Location identification records
———

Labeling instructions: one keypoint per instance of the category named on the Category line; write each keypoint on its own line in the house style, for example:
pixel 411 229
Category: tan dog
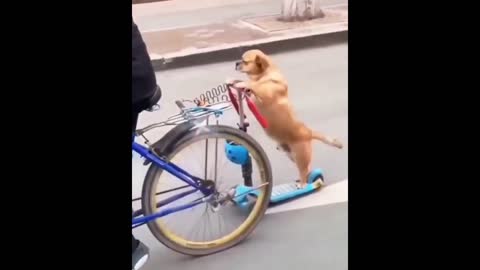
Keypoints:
pixel 270 90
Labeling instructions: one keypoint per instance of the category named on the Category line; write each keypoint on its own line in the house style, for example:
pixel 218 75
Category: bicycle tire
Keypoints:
pixel 154 173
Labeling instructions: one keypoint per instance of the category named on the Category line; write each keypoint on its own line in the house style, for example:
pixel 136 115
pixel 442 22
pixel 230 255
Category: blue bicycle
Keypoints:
pixel 201 193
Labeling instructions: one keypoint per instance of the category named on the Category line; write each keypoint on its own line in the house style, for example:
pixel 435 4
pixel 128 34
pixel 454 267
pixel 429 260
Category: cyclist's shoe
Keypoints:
pixel 139 256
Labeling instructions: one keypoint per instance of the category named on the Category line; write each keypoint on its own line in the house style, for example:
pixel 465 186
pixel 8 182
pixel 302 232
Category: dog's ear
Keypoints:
pixel 262 63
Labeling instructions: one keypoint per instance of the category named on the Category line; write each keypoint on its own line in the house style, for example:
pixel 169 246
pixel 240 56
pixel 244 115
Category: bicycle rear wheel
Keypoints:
pixel 188 245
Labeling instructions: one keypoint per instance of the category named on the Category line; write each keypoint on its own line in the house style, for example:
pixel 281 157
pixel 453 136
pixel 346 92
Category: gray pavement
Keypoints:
pixel 220 14
pixel 315 238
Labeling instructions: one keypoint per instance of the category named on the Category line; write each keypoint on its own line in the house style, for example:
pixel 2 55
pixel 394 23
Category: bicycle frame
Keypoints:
pixel 192 181
pixel 178 172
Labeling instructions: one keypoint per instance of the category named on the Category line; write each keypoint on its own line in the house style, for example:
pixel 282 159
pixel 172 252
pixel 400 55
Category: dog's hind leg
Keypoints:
pixel 303 159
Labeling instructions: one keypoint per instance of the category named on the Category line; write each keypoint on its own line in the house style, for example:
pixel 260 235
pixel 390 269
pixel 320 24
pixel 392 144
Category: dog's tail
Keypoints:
pixel 327 140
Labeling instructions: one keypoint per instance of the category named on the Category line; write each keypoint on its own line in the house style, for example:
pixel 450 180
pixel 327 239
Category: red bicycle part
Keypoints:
pixel 251 105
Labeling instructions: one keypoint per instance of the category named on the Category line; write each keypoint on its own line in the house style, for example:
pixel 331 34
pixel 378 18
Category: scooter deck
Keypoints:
pixel 280 193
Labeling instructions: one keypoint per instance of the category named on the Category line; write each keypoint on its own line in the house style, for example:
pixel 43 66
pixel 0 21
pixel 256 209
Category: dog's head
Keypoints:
pixel 253 62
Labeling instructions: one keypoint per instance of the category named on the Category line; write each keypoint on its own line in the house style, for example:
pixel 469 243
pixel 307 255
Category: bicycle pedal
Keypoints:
pixel 155 107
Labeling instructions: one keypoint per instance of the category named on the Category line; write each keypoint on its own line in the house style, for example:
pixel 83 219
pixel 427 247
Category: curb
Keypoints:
pixel 234 51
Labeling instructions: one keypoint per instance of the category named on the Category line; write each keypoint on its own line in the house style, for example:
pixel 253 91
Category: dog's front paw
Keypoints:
pixel 240 85
pixel 337 143
pixel 230 81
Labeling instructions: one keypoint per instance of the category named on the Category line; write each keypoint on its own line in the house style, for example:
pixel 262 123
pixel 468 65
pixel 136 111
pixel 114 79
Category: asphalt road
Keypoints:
pixel 315 237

———

- YOUR INSTRUCTIONS -
Copy all of the records above word for word, but leave the pictures out of your copy.

- SOLUTION FOR THIS TASK -
Labeling instructions: one keypoint per instance of the category named on the Category line; write each keypoint on its own line in the house style, for example:
pixel 411 229
Category: tan dog
Keypoints:
pixel 270 90
Labeling instructions: one keypoint per instance of the category named on the Category line; write each keypoint on its own line in the house style, for example:
pixel 218 75
Category: bicycle tire
Keypoints:
pixel 154 173
Labeling instructions: one keypoint per instance of the category named on the Category line; write each keypoint on its own line in the house style, for example:
pixel 136 115
pixel 442 22
pixel 230 255
Category: blue bicycle
Keypoints:
pixel 201 193
Labeling instructions: one keypoint per instance of the category named on the Category line; write each keypoint on its own line in the house style, for example:
pixel 435 4
pixel 128 34
pixel 454 267
pixel 429 260
Category: cyclist's shoe
Keypoints:
pixel 139 256
Labeling instructions: one keypoint per instance of the category named on the Category line; write each keypoint on its own line in the house style, for example:
pixel 465 186
pixel 8 182
pixel 302 232
Category: dog's ear
Keypoints:
pixel 262 63
Labeling instructions: one keypoint per instance of the category named on the Category line; write each keypoint on its own line in the house style, for example:
pixel 169 246
pixel 240 56
pixel 244 115
Category: bicycle rear wheel
Keypoints:
pixel 188 245
Labeling instructions: one keypoint per instance of the category named on the Category line; write each keypoint on its own line in the house style, for example:
pixel 281 157
pixel 453 136
pixel 346 92
Category: gray pavement
Keypoints:
pixel 220 14
pixel 315 238
Labeling instructions: one keypoint per instance of the category named on the Category line; write each keypoint on its own line in the house style, for example:
pixel 2 55
pixel 394 23
Category: bicycle frame
Keypoints:
pixel 192 181
pixel 178 172
Labeling instructions: one keypoint per instance of the category named on the Category line; write each keypoint on its own line in the house style, for example:
pixel 282 159
pixel 172 252
pixel 400 55
Category: dog's hind leg
Keypoints:
pixel 303 159
Labeling instructions: one keypoint per instance of the category named on the Category line; write each keypoint on its own line in the house style, for example:
pixel 260 235
pixel 390 269
pixel 320 24
pixel 392 144
Category: dog's tail
Keypoints:
pixel 327 140
Labeling instructions: one keypoint per instance of the category named on the Category line; write each keypoint on its own line in the house style, for example:
pixel 450 180
pixel 327 239
Category: red bicycle part
Keypoints:
pixel 251 105
Labeling instructions: one keypoint per instance of the category named on the Category line; write each keypoint on its own line in the house style, for example:
pixel 331 34
pixel 378 18
Category: scooter deck
Keypoints:
pixel 280 193
Labeling instructions: one keypoint per instance of the category named on the Category line; write each keypoint on its own line in the house style, for example:
pixel 43 66
pixel 0 21
pixel 256 209
Category: dog's head
Keypoints:
pixel 253 62
Labeling instructions: one keypoint per instance of the category named on the Category line; write each keypoint on its own line in the house style, for example:
pixel 469 243
pixel 307 255
Category: bicycle pedal
Keypoints:
pixel 155 107
Labeling instructions: one keypoint per instance of the category named on the Category line; write each keypoint on its own line in the house style, for example:
pixel 83 219
pixel 427 247
Category: curb
Keypoints:
pixel 234 51
Labeling instructions: one keypoint per instance of the category named on the Category line; write each keypoint on its own line in the house style, for example:
pixel 253 91
Category: dog's front paw
Keypoints:
pixel 240 85
pixel 337 143
pixel 230 81
Labeling instructions: one keypoint per instance of the category named on the Category line; write each keypoint on its own line in the house style, for example:
pixel 262 123
pixel 468 65
pixel 136 111
pixel 114 79
Category: asphalt road
Keypoints:
pixel 315 237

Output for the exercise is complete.